» **Short exercise**
Reproduce the whole listing, character for character.

Dataset items:
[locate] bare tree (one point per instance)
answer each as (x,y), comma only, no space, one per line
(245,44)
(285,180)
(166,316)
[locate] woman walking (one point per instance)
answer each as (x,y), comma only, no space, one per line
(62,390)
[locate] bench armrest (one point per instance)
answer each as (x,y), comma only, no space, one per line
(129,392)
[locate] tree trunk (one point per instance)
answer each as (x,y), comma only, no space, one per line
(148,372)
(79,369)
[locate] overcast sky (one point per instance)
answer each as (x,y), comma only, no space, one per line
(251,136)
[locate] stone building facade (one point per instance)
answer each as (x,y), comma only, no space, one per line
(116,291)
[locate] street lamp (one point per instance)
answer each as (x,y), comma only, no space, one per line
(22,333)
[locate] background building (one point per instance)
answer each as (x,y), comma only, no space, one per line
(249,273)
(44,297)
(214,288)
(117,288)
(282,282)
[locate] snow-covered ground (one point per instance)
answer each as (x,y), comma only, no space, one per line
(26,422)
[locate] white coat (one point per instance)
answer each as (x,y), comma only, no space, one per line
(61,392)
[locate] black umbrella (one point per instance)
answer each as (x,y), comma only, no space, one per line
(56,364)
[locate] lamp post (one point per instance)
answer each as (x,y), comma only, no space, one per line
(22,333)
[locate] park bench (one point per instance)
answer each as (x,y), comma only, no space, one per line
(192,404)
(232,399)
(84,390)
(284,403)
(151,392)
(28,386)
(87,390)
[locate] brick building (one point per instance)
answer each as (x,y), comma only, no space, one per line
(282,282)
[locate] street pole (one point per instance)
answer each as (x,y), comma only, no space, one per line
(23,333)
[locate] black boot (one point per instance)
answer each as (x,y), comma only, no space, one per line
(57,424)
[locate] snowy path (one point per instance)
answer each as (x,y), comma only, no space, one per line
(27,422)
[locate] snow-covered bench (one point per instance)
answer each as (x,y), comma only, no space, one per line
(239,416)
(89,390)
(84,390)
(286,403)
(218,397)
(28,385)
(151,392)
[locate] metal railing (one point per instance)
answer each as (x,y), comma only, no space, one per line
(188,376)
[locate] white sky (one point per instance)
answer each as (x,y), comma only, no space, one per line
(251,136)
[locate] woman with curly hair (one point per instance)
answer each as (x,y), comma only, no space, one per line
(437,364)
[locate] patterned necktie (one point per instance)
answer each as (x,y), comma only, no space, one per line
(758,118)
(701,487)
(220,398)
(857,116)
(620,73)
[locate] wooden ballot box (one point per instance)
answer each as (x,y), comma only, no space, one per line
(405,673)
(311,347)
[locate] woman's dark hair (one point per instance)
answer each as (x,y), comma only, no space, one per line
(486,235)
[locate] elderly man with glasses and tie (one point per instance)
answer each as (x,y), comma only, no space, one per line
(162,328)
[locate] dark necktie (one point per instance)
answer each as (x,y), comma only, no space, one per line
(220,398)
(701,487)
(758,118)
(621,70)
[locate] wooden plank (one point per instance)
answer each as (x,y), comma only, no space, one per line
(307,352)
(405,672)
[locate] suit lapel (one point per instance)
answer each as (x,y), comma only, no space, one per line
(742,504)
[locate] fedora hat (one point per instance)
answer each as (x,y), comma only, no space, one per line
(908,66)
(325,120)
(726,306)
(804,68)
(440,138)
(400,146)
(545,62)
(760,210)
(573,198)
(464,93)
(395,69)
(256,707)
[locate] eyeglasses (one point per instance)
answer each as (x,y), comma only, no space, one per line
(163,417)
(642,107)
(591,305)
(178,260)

» **Worked solution**
[locate] bare tree (one point per instance)
answer each as (x,y), comma only, no space, one per line
(245,44)
(285,180)
(166,316)
[locate] woman walking (one point per instance)
answer each as (x,y), comma only, no space, one per line
(62,390)
[locate] bench armrest (one point per instance)
answer each as (x,y), comma only, no space, one per line
(129,392)
[locate] tree trunk (one point per instance)
answer each as (x,y), comma only, no space, one per line
(148,372)
(79,369)
[locate] overcast sky (one point per instance)
answer each as (x,y), comma only, no space, one per line
(251,136)
[locate] stone building facade (one point per instance)
answer each as (x,y), comma only, no space, one per line
(116,291)
[locate] street lamp (one point per instance)
answer each as (x,y), comma only, no space, one per line
(22,333)
[locate] background building (one point per instance)
answer each as (x,y), comma only, no space, one per line
(249,273)
(44,297)
(214,288)
(117,288)
(282,282)
[locate] snow-covered ground (one point per instance)
answer each as (x,y), comma only, no space, one per line
(26,422)
[locate] white coat (one point per instance)
answer each as (x,y), comma only, no space, one per line
(61,392)
[locate] black umbrella (one point per instance)
answer each as (x,y), comma only, no space, one per line
(56,364)
[locate] lamp post (one point per instance)
answer each as (x,y), comma only, no space, one per line
(22,333)
[locate] park bench (one point per instance)
answer each as (x,y), comma only, no space, one per line
(192,404)
(232,399)
(84,390)
(284,403)
(151,392)
(28,386)
(87,390)
[locate] brick building (one point per instance)
answer each as (x,y), comma only, no space, one per line
(282,282)
[locate] street pole (one point per instance)
answer each as (x,y), comma only, no space, one per line
(23,333)
[locate] black boot (one point per instance)
answer each as (x,y), comma only, no space, one per line
(57,424)
[locate] snowy path (one point per instance)
answer each as (x,y), comma only, no space, one per line
(27,422)
[locate] snow-covered bench (one point per instance)
answer each as (x,y), comma only, no space, one per line
(239,416)
(89,390)
(84,390)
(286,403)
(218,397)
(28,385)
(151,392)
[locate] metal railing (one point per instance)
answer each as (x,y), comma only, no space, one per line
(188,376)
[locate] white sky (one point per instance)
answer each as (x,y), comma only, no space, one per line
(251,136)
[locate] woman with curly hair (one point per instance)
answer each as (x,y), comma only, no space, one per line
(437,364)
[locate] patterned necktie (one point per instance)
answer each as (x,y), comma only, no space, one per line
(758,118)
(701,487)
(220,398)
(857,116)
(620,73)
[locate] wooden ballot box (one point per instance)
answer each as (x,y), comma only, no space, one per line
(405,673)
(311,347)
[locate] woman's dark hair (one point per instance)
answer each as (x,y), comma only, no space, one per line
(486,235)
[locate] elderly man with glasses and tie (one point per instance)
answer each as (x,y), comma only, no space, one per line
(162,328)
[locate] dark necktie (one point per instance)
answer each as (x,y), comma only, no space, one per line
(220,398)
(701,487)
(758,118)
(621,70)
[locate] wooden plank (one point per instance)
answer each as (x,y), comma only, no space, one per line
(307,352)
(405,672)
[locate] suit lapel (one point per instance)
answer each as (x,y), comma only, no space, one per line
(742,504)
[locate] fedora hat (one point per instance)
answer each as (x,y), comma only, no space, one per line
(908,66)
(325,120)
(726,306)
(804,68)
(440,138)
(400,146)
(545,62)
(760,210)
(573,198)
(464,93)
(395,69)
(256,707)
[locate] eyeglasses (one point per instance)
answer each as (x,y), comma only, no space, one per line
(163,417)
(642,107)
(591,305)
(178,260)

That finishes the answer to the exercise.